> **Task instructions**
Skip the images. Copy the records exactly as written.

* * * * * * * * *

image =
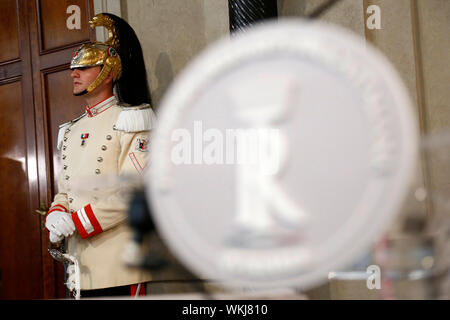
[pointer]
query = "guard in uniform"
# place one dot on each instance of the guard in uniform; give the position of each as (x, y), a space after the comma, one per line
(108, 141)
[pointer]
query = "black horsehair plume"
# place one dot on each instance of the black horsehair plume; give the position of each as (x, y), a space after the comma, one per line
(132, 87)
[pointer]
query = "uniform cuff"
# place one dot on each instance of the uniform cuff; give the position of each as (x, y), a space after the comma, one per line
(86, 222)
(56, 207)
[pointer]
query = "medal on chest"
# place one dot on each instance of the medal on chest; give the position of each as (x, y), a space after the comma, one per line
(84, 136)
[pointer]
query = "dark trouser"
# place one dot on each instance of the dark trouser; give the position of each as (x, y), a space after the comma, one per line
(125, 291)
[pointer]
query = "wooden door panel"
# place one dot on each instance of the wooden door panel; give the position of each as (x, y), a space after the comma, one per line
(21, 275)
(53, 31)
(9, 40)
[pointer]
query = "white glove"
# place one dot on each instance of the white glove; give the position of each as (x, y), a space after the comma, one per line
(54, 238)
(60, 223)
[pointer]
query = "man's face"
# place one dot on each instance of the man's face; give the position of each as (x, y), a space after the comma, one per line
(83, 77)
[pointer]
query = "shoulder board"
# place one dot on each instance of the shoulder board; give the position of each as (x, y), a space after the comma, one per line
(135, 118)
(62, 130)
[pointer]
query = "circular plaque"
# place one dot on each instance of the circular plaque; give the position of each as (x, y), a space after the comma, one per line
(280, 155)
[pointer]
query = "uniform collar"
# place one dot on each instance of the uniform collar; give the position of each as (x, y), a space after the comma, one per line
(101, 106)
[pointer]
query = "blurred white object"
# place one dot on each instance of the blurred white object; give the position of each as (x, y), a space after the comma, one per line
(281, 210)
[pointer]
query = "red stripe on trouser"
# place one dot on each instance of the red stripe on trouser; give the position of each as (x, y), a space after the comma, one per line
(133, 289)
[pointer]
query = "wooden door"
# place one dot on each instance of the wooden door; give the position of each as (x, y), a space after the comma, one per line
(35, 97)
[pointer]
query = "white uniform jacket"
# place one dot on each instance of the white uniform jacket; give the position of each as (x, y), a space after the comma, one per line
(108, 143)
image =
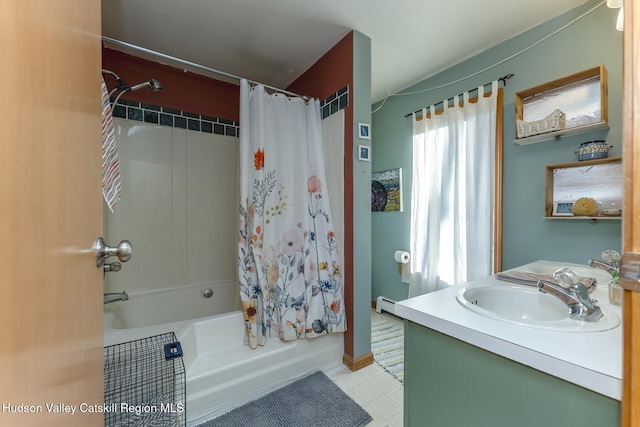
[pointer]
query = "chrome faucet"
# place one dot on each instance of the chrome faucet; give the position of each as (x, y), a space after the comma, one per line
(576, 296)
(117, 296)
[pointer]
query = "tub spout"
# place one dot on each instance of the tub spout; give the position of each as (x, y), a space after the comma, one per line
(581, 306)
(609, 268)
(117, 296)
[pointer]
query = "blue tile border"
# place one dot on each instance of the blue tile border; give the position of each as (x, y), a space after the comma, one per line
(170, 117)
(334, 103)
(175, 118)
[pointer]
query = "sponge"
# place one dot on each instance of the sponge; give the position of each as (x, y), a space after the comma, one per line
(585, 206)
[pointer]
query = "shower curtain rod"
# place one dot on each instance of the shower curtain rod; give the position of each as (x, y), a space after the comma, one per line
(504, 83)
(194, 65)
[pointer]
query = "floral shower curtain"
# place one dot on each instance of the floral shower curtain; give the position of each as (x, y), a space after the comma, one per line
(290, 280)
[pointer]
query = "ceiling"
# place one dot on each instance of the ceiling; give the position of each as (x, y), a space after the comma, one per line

* * * * * * * * *

> **Response area**
image =
[pointer]
query = "guard in uniform"
# place one dot on each instance of the guard in uniform; give the position of each as (x, y), a space after the comma, one per line
(108, 141)
[pointer]
query = "black horsehair plume"
# place one dot on each instance of the black horsehair plume; give the position of each as (x, y), a space after the comma, one per line
(132, 87)
[pointer]
query = "uniform cuff"
# place one dot on each instance of the uniform cuff; give the position of each as (x, y), a space after the comma, one per line
(86, 222)
(56, 207)
[pointer]
query = "medal on chest"
# place one dot on each instance of the medal on chest; give the position of each as (x, y), a space after the comma, one per line
(84, 136)
[pointer]
query = "dark trouser"
# place one dot on each instance of the dark trouser; give the position of each as (x, y), a space after the comma, one per line
(125, 291)
[pointer]
query = "wooden door panel"
# place one dot on each instance of the wooden door panel; give the position of each as (x, y), a space after the comma, one per line
(21, 275)
(53, 31)
(9, 40)
[pointer]
query = "white glove"
# place one dot on each instance of the white glove; give the position of each as (x, y), a space after the comma, one per line
(54, 238)
(60, 223)
[pointer]
query = "man's face"
# place one dot on each instance of the man's face; give the position of each as (x, y), a space after the comma, one per line
(83, 77)
[pointer]
query = "shoulder board"
# place one dot on each instance of the shoulder board; give the position of each as (x, y), a space after the comma, one per line
(135, 118)
(62, 130)
[pointer]
query = "circular plaque"
# place one dot on each instance of the circular plaque; give the position of each as (x, y), a space after the comma, one per line
(280, 155)
[pointer]
query = "uniform collar"
# place one dot on each instance of the uniform collar; give the position of each as (x, y), a space after the comma, one per line
(101, 106)
[pointer]
query = "blurred white object"
# place one dot on each instance of the blurred white object; give the position of each as (x, y), a space after the comma, one per line
(281, 210)
[pointer]
query = "red stripe on trouser"
# place one dot on each instance of the red stripe on trouser; give the position of each as (x, y), a space after the comma, one per line
(133, 289)
[pointer]
query = "wooden door"
# place one dot on each instance of the wooden door; give the position of each as (x, y), a space after the comma, one per line
(35, 97)
[pointer]
query = "white uniform jacket"
# place one dot on each instance of the white uniform jacket; give the position of each as (x, y), a space after the comma, one per line
(108, 143)
image =
[pointer]
query = "chrome faucet"
# place one dot on each instance of the chrome faucet; give the position of each as (x, y), a space after the comma, one per line
(576, 296)
(117, 296)
[pointer]
query = "tub spout"
# place one dot on each instance of the tub spout; give the position of each as (x, y), a space after the comma, one per line
(581, 306)
(609, 268)
(117, 296)
[pointer]
query = "blue tile border"
# place one dot on each instance of the blue tile border; give the position of each as (x, y), a space after the comma, one per line
(170, 117)
(334, 103)
(175, 118)
[pointer]
query = "sponge"
# place one dot on each instance of the sponge; give the position of each as (x, y), a space after the comma, one per line
(585, 206)
[pointer]
query = "shower curtain rod"
# place one dot on each instance of the shower curtain rod; give the position of each as (x, y), a space after the comma, one per line
(504, 83)
(194, 65)
[pointer]
query = "floral shower curtain"
# place one dot on each instance of the floral shower curtain; give the position of each as (x, y), a space after the comma, one per line
(290, 280)
[pointer]
query = "ceiling"
# place one dot on each instance of the ceiling; give the position of each as (x, y), a space after the comma, one per line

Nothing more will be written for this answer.